◆ **EXERCISE OBJECTIVE**:
Pull out every line of the data below that contains the string "class". Match it case-sensitively.

Dataset records
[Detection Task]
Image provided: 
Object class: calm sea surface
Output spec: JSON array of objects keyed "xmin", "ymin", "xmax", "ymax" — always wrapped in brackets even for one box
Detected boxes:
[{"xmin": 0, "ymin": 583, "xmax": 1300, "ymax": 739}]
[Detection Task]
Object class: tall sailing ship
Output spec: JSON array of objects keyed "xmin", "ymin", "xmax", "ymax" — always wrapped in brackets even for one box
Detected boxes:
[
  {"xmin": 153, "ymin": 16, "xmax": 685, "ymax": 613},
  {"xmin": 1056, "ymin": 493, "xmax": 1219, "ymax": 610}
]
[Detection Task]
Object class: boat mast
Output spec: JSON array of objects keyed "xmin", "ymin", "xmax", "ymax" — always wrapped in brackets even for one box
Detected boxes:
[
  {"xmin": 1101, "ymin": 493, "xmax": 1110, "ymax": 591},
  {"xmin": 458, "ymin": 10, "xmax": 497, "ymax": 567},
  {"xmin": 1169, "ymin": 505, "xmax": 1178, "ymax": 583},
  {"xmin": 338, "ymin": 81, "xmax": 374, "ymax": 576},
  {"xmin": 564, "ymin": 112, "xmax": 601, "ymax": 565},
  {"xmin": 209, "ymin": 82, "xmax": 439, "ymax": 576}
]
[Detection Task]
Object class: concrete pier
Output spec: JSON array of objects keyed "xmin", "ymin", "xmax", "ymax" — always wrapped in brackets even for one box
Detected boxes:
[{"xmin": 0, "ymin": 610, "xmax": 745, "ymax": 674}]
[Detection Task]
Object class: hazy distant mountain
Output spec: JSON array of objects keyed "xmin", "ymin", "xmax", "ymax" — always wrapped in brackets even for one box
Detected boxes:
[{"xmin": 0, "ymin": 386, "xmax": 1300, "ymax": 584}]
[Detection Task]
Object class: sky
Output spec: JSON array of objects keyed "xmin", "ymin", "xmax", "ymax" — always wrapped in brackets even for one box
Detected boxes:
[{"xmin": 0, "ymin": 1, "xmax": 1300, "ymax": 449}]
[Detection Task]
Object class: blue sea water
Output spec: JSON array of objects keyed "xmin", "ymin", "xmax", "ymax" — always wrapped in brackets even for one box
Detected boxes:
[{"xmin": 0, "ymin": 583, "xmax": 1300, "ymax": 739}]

◆ **OUTPUT OF THE EXERCISE**:
Object class: calm sea surface
Object class: tall sailing ship
Object class: boat mast
Object class: concrete pier
Object class: hazy distant mountain
Object class: sky
Object class: blue sea water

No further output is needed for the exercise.